- _EXERCISE INSTRUCTIONS_
Return, word for word, the stretch of the post below on generating discriminated union types in C from "will, when run" through "#if !defined(__a_b_tree_h__)".

- _PAGE EXTRACT_
--- --- ---

[m-dev.] Tool for generating DU types in C

Ralph Becket rafe at csse.unimelb.edu.au
Sun Mar 21 22:58:09 AEDT 2010


Is there a sensible place to put this?

Following a conversation with Andrew last week, I've spent some time
this weekend putting the attached awk script together to generate all
the boilerplate for discriminated union types in C.

This is the sort of thing I find myself churning out all too often
when hacking C.

As an example, the following file, 'a_b_tree.du':

    @ type a_b_tree
    @ constructor a
    @ constructor b
    @ constructor branch
    l : a_b_tree
    r : a_b_tree
    @{
        if (l == NULL || r == NULL) {
        fprintf(stderr, "a_b_tree: branch cannot have NULL arguments.\n");
        }
    }@
    @ end

will, when run through 'gen-du-type a_b_tree.du', produce 'a_b_tree.h':

    /* Automatically generated from a_b_tree.du. */

    #if !defined(__a_b_tree_h__)

--- --- ---

- _GIVEN INFORMATION_
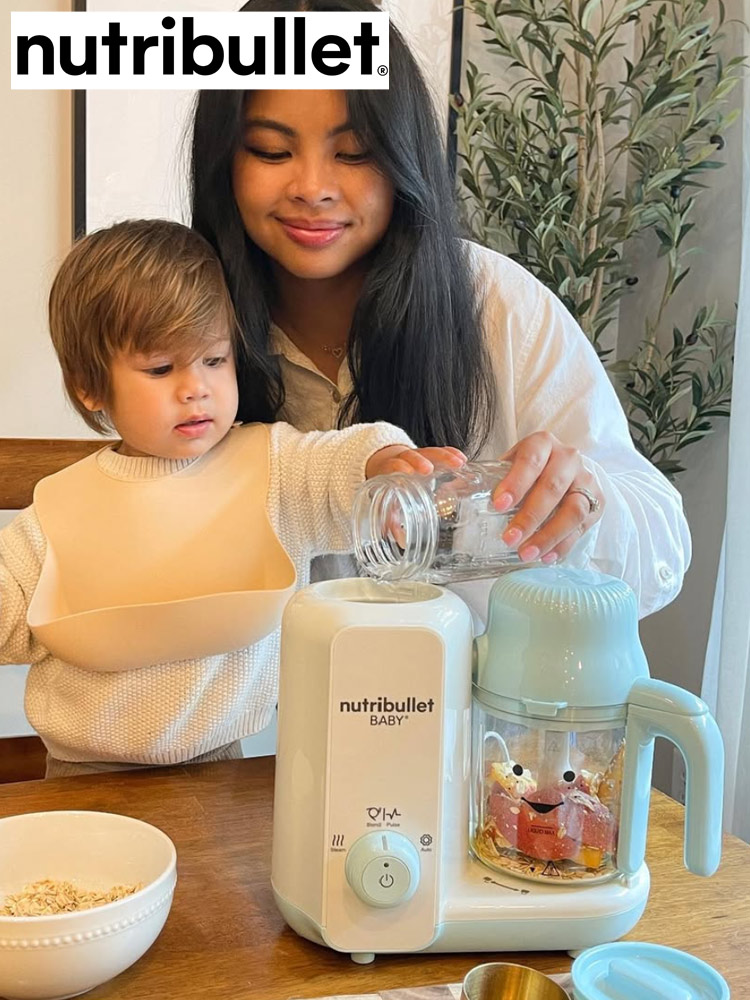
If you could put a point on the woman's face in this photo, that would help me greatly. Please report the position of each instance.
(308, 194)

--- --- ---

- _SOLUTION_
will, when run through 'gen-du-type a_b_tree.du', produce 'a_b_tree.h':

    /* Automatically generated from a_b_tree.du. */

    #if !defined(__a_b_tree_h__)